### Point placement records
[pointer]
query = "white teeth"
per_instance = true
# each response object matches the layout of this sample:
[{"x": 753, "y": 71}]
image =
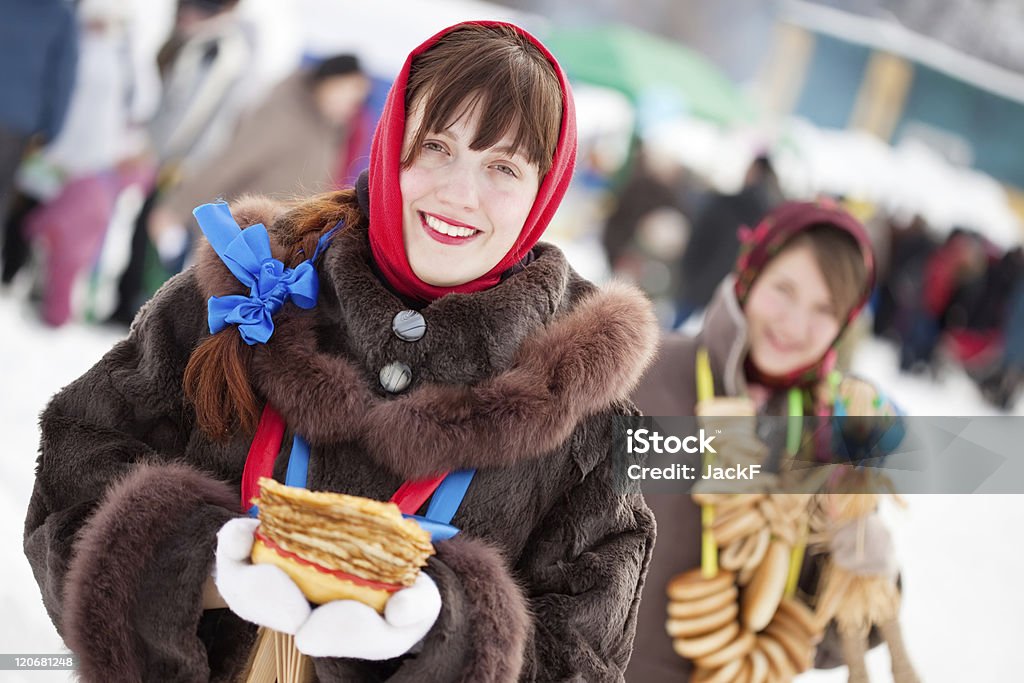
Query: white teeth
[{"x": 439, "y": 225}]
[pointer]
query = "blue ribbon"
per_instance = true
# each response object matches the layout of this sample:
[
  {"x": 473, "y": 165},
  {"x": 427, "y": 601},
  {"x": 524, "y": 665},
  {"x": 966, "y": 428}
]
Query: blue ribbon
[
  {"x": 247, "y": 255},
  {"x": 443, "y": 504}
]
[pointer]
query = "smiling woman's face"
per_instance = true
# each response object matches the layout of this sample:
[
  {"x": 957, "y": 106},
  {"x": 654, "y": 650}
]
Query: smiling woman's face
[
  {"x": 791, "y": 316},
  {"x": 463, "y": 209}
]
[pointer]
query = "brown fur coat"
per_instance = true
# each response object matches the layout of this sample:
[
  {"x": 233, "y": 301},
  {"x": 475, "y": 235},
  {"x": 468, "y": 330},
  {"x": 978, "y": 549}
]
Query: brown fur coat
[{"x": 519, "y": 381}]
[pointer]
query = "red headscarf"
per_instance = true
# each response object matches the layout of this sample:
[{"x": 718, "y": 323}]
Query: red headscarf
[
  {"x": 761, "y": 245},
  {"x": 385, "y": 195}
]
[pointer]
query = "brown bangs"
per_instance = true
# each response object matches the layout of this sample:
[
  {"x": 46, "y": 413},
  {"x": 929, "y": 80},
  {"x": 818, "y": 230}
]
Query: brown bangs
[
  {"x": 841, "y": 262},
  {"x": 499, "y": 73}
]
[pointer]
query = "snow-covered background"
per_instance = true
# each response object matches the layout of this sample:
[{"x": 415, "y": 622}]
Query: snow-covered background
[{"x": 962, "y": 558}]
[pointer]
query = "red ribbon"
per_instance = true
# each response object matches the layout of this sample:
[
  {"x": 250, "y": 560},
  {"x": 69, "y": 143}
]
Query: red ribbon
[{"x": 266, "y": 444}]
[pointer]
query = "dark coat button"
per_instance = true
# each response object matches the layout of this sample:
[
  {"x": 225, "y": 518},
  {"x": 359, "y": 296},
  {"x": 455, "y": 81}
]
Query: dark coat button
[
  {"x": 409, "y": 326},
  {"x": 395, "y": 377}
]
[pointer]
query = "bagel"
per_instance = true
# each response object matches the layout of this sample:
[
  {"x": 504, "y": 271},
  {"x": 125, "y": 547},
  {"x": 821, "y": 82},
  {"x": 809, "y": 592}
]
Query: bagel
[
  {"x": 693, "y": 648},
  {"x": 691, "y": 585},
  {"x": 734, "y": 651},
  {"x": 701, "y": 606},
  {"x": 698, "y": 626},
  {"x": 759, "y": 666},
  {"x": 762, "y": 595}
]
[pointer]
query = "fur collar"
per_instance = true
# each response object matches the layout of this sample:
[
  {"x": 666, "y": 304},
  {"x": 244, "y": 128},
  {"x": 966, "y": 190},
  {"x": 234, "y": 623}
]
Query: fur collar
[{"x": 501, "y": 376}]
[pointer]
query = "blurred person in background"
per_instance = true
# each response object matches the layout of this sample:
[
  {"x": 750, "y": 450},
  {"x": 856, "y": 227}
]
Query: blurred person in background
[
  {"x": 803, "y": 274},
  {"x": 1006, "y": 384},
  {"x": 713, "y": 245},
  {"x": 69, "y": 187},
  {"x": 291, "y": 144},
  {"x": 203, "y": 66},
  {"x": 649, "y": 186},
  {"x": 38, "y": 52}
]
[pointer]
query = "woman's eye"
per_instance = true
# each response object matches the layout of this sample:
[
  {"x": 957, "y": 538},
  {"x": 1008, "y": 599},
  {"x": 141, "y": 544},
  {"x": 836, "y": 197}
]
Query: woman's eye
[
  {"x": 783, "y": 288},
  {"x": 507, "y": 170}
]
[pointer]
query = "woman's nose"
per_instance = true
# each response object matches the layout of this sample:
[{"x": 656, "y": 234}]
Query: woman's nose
[{"x": 458, "y": 187}]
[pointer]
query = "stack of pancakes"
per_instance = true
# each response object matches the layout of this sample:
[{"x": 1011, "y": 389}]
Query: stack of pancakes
[{"x": 339, "y": 547}]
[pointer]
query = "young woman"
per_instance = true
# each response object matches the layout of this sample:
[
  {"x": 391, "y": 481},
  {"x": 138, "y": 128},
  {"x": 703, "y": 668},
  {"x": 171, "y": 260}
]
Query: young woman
[
  {"x": 441, "y": 337},
  {"x": 770, "y": 334}
]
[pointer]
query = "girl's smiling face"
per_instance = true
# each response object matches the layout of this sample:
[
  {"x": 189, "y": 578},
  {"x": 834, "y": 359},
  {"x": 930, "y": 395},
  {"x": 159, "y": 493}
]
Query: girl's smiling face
[
  {"x": 791, "y": 315},
  {"x": 463, "y": 209}
]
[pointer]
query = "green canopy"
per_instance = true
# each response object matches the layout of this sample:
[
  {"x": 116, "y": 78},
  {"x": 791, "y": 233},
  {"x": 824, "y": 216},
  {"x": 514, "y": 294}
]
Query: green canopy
[{"x": 647, "y": 68}]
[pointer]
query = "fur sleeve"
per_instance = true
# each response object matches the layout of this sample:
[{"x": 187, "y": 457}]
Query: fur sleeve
[{"x": 118, "y": 538}]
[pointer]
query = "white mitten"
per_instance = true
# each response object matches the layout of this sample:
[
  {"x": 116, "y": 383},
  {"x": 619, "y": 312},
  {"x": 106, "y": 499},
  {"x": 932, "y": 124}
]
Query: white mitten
[
  {"x": 864, "y": 547},
  {"x": 350, "y": 629},
  {"x": 259, "y": 593}
]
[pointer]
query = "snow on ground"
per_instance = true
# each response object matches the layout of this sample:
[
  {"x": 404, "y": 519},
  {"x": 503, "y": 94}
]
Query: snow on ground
[{"x": 964, "y": 608}]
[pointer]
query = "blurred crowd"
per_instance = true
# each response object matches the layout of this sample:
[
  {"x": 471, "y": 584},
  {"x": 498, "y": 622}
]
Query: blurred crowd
[
  {"x": 942, "y": 298},
  {"x": 84, "y": 117}
]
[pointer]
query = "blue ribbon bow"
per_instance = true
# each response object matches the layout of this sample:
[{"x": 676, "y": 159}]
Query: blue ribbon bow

### WHAT THE TASK ASKS
Write out the whole listing exactly, and drop the pictures.

### FULL SOLUTION
[pointer]
query = "white teeth"
per_instance = true
# each response object matches the layout of this sample:
[{"x": 753, "y": 71}]
image =
Query: white teeth
[{"x": 439, "y": 225}]
[pointer]
query = "blue ribbon"
per_instance = true
# each response object matches the layout of this sample:
[
  {"x": 473, "y": 165},
  {"x": 427, "y": 601},
  {"x": 524, "y": 665},
  {"x": 966, "y": 428}
]
Query: blue ribbon
[
  {"x": 247, "y": 255},
  {"x": 443, "y": 504}
]
[pointer]
query = "smiling woman's face"
per_instance = true
# each response object matches the layout of this sample:
[
  {"x": 957, "y": 106},
  {"x": 654, "y": 650}
]
Query: smiling woman's face
[
  {"x": 791, "y": 316},
  {"x": 463, "y": 209}
]
[pointer]
query = "brown fur coat"
per_instance = true
# each response object matches the layout of this sample:
[
  {"x": 233, "y": 301},
  {"x": 475, "y": 235},
  {"x": 468, "y": 330},
  {"x": 978, "y": 549}
]
Query: brown fur coat
[{"x": 519, "y": 381}]
[pointer]
query = "red headscarf"
per_instance = true
# each response object matches the layout of this sample:
[{"x": 718, "y": 323}]
Query: red headscarf
[
  {"x": 761, "y": 245},
  {"x": 385, "y": 195}
]
[pointer]
query = "brown bangs"
per_instance = true
# each response object matches the layout of this sample:
[
  {"x": 46, "y": 413},
  {"x": 929, "y": 80},
  {"x": 818, "y": 230}
]
Query: brown bangs
[
  {"x": 841, "y": 262},
  {"x": 499, "y": 73}
]
[pointer]
query = "snow-covered background"
per_instance = true
# each response object matches the layout of this sample:
[{"x": 415, "y": 622}]
Query: snow-covered background
[{"x": 962, "y": 558}]
[pointer]
query = "red ribbon"
per_instance = true
# each response object matches the layout of this sample:
[
  {"x": 250, "y": 560},
  {"x": 69, "y": 143}
]
Query: red ribbon
[{"x": 266, "y": 444}]
[pointer]
query = "dark coat button"
per_instance = true
# each response object matches the layout of this sample:
[
  {"x": 225, "y": 518},
  {"x": 359, "y": 296},
  {"x": 455, "y": 81}
]
Query: dark coat button
[
  {"x": 409, "y": 326},
  {"x": 395, "y": 377}
]
[pointer]
query = "bagel"
per_instance = true
# each response object matches the layout of this sample:
[
  {"x": 504, "y": 271},
  {"x": 125, "y": 547},
  {"x": 821, "y": 82},
  {"x": 809, "y": 592}
]
Query: bagel
[
  {"x": 693, "y": 648},
  {"x": 691, "y": 585},
  {"x": 734, "y": 651},
  {"x": 701, "y": 606},
  {"x": 698, "y": 626},
  {"x": 759, "y": 666},
  {"x": 762, "y": 595}
]
[pointer]
query = "fur collar"
per_instance = true
# each response object matches the layout of this sample:
[
  {"x": 666, "y": 304},
  {"x": 244, "y": 128},
  {"x": 966, "y": 190},
  {"x": 234, "y": 623}
]
Query: fur collar
[{"x": 501, "y": 376}]
[pointer]
query = "blurred person in background"
per_instance = true
# each response object matches the layout of this sample:
[
  {"x": 750, "y": 450},
  {"x": 856, "y": 227}
]
Query: blurred person in background
[
  {"x": 803, "y": 274},
  {"x": 1006, "y": 384},
  {"x": 713, "y": 245},
  {"x": 69, "y": 187},
  {"x": 291, "y": 144},
  {"x": 203, "y": 66},
  {"x": 649, "y": 186},
  {"x": 38, "y": 52}
]
[pointer]
query = "woman's eye"
per_instance = true
# each response object matches the layout of this sample:
[
  {"x": 957, "y": 538},
  {"x": 1008, "y": 599},
  {"x": 141, "y": 544},
  {"x": 836, "y": 197}
]
Query: woman's eye
[
  {"x": 783, "y": 288},
  {"x": 507, "y": 170}
]
[pointer]
query = "woman's nose"
per_instance = true
# each response object matches the layout of this sample:
[{"x": 656, "y": 234}]
Query: woman's nose
[{"x": 458, "y": 187}]
[pointer]
query = "stack of pancakes"
per_instance = true
# each response object matches the layout of this sample:
[{"x": 1011, "y": 389}]
Query: stack of pancakes
[{"x": 339, "y": 547}]
[pointer]
query = "young woman"
per_instance = true
# each response object matches the layout of this sample:
[
  {"x": 391, "y": 481},
  {"x": 138, "y": 128},
  {"x": 703, "y": 668},
  {"x": 171, "y": 260}
]
Query: young woman
[
  {"x": 441, "y": 337},
  {"x": 770, "y": 334}
]
[pointer]
query = "girl's smiling face"
per_instance = true
# each response object matches the layout of this sample:
[
  {"x": 189, "y": 578},
  {"x": 834, "y": 359},
  {"x": 930, "y": 395},
  {"x": 159, "y": 493}
]
Query: girl's smiling face
[
  {"x": 791, "y": 315},
  {"x": 463, "y": 209}
]
[pointer]
query = "green canopy"
per_instance = true
# each response object matches the layout of this sample:
[
  {"x": 116, "y": 78},
  {"x": 791, "y": 233},
  {"x": 824, "y": 216},
  {"x": 514, "y": 294}
]
Query: green canopy
[{"x": 647, "y": 68}]
[pointer]
query = "fur sleeve"
per_instance = true
# each response object matches the layout of this sample:
[{"x": 187, "y": 457}]
Query: fur sleeve
[{"x": 118, "y": 538}]
[pointer]
query = "white mitten"
per_instance = true
# each response object matches the layout of this sample:
[
  {"x": 116, "y": 383},
  {"x": 619, "y": 312},
  {"x": 106, "y": 499},
  {"x": 932, "y": 124}
]
Query: white mitten
[
  {"x": 864, "y": 547},
  {"x": 350, "y": 629},
  {"x": 259, "y": 593}
]
[pointer]
query = "snow on ground"
per_instance = true
# each response object matches the layout of this sample:
[
  {"x": 404, "y": 519},
  {"x": 503, "y": 94}
]
Query: snow on ground
[{"x": 964, "y": 608}]
[pointer]
query = "blurred crowd"
per_instance = true
# each response object matches the layout of this sample:
[
  {"x": 471, "y": 584},
  {"x": 498, "y": 622}
]
Query: blurred crowd
[
  {"x": 942, "y": 298},
  {"x": 84, "y": 117}
]
[pointer]
query = "blue ribbon bow"
per_instance = true
# each response object matches the layout of this sample:
[{"x": 676, "y": 159}]
Query: blue ribbon bow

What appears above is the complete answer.